From the first line to the last, reproduce the records exactly.
MATERIAL FOR THIS TASK START
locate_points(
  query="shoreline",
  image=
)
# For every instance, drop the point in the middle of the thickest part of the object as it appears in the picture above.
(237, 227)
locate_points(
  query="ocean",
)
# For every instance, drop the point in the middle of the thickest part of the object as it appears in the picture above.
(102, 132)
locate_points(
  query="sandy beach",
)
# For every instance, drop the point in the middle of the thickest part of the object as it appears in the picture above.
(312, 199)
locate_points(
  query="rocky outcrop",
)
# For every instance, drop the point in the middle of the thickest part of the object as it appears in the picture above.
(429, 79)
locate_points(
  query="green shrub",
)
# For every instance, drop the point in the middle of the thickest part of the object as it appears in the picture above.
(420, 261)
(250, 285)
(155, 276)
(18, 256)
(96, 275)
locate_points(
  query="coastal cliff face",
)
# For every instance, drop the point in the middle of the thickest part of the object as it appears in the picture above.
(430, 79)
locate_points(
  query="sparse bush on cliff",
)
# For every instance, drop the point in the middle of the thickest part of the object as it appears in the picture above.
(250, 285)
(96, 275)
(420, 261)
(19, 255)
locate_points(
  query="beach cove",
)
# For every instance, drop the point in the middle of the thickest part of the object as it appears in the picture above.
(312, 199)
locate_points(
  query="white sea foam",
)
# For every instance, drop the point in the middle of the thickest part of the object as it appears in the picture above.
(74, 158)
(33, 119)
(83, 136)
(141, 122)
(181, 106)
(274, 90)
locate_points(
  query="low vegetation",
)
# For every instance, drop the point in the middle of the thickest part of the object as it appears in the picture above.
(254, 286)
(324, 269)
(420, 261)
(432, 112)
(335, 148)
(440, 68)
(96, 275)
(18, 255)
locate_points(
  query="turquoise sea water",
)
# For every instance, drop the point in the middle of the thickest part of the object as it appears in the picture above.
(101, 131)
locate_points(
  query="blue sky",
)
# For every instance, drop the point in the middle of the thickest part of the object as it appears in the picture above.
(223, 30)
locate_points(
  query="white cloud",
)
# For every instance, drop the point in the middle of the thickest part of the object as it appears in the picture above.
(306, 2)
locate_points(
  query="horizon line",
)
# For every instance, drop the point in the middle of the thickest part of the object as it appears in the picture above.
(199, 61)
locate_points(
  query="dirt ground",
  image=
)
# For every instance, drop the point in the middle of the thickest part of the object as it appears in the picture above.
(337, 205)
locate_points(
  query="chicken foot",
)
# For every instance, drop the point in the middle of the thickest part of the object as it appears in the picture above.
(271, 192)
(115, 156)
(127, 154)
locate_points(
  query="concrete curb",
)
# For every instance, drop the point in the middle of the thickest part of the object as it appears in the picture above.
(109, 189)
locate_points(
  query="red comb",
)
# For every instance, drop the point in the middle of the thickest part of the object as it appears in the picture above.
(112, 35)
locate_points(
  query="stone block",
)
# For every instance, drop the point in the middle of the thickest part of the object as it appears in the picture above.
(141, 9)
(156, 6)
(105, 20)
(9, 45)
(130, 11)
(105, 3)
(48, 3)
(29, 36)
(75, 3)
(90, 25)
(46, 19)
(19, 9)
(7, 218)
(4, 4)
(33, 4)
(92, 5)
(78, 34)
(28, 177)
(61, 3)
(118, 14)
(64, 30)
MATERIAL FOR THIS TASK END
### ANSWER SPACE
locate_points(
  query="shoreline",
  image=
)
# For every instance, drop the point in the middle of the thickest part of the object as it appears in the picture above.
(237, 227)
locate_points(
  query="ocean",
)
# For every instance, drop the point in the middle of the thickest part of the object as it appears in the picture above.
(102, 132)
locate_points(
  query="sandy beach",
)
# For every instance, drop the point in the middle of the thickest part of the object as it appears in the picture above.
(312, 199)
locate_points(
  query="rocky outcrop",
)
# For every instance, drop the point in the middle of the thickest part of the object as it appears in the picture above.
(429, 79)
locate_points(
  query="green shrub",
)
# For every instance, drop the point in the middle of the thickest part of the object as it appears in the picture above.
(420, 261)
(250, 285)
(155, 276)
(18, 256)
(96, 275)
locate_points(
  query="coastal cliff face",
)
# For every instance, drop the point in the middle of the thickest part of the object as it appears in the picture above.
(430, 79)
locate_points(
  query="sparse bush on cliff",
)
# For every instance, drop the point in the middle of the thickest part of the object as it appears in the picture above.
(250, 285)
(96, 275)
(420, 261)
(19, 255)
locate_points(
  query="beach cove",
)
# For every instance, drop the point in the middle of the thickest part of the object as it appears in the picture above.
(312, 199)
locate_points(
  query="white sea foam",
)
# For every instance, drop the point in the middle of the thickest part of the object as it appears in the picture above.
(74, 158)
(33, 119)
(83, 136)
(141, 122)
(181, 106)
(274, 90)
locate_points(
  query="low vegetation",
)
# For every instance, drop the point in the middle of the thickest part of the object as it appears in the picture above.
(254, 286)
(324, 269)
(420, 261)
(432, 112)
(335, 148)
(440, 68)
(96, 275)
(18, 255)
locate_points(
  query="turquoise sea water",
)
# For every instance, drop the point in the middle of the thickest part of the object as it appears in the picture above.
(101, 131)
locate_points(
  query="blue sky",
)
# For every instance, drop the point in the middle of the thickest part of the object as it appears in the picture above.
(223, 30)
locate_points(
  query="white cloud",
)
# For every instance, drop the point in the middle of the thickest part of the object as it appears in the picture above.
(306, 2)
locate_points(
  query="horizon line",
)
# For every instance, drop the point in the middle of the thickest part of the object as it appears in the picture above.
(199, 61)
locate_points(
  query="dirt ground",
  image=
)
# For every instance, drop the point in the middle of the thickest part of the object as it appears in the picture above.
(337, 205)
locate_points(
  query="chicken foot",
)
# For every instance, drop the point in the middle of the thickest part of the object as it appears in the picture above.
(271, 192)
(115, 156)
(127, 154)
locate_points(
  query="concrete curb",
)
# For every instance, drop the point in the middle of the thickest part of the object as it appears in the picture above.
(109, 189)
locate_points(
  query="red comb",
)
# For every instance, drop the point in the middle of the thickest part of the object as it appears in the picture above.
(112, 35)
locate_points(
  query="stone block",
)
# For every instance, drop the point in the middle of the thickest part of the object as it appears in the picture above.
(141, 9)
(156, 6)
(105, 20)
(9, 45)
(130, 11)
(105, 3)
(48, 3)
(29, 36)
(75, 3)
(90, 25)
(46, 19)
(19, 9)
(7, 218)
(4, 4)
(33, 4)
(92, 5)
(78, 34)
(28, 177)
(61, 3)
(118, 14)
(64, 30)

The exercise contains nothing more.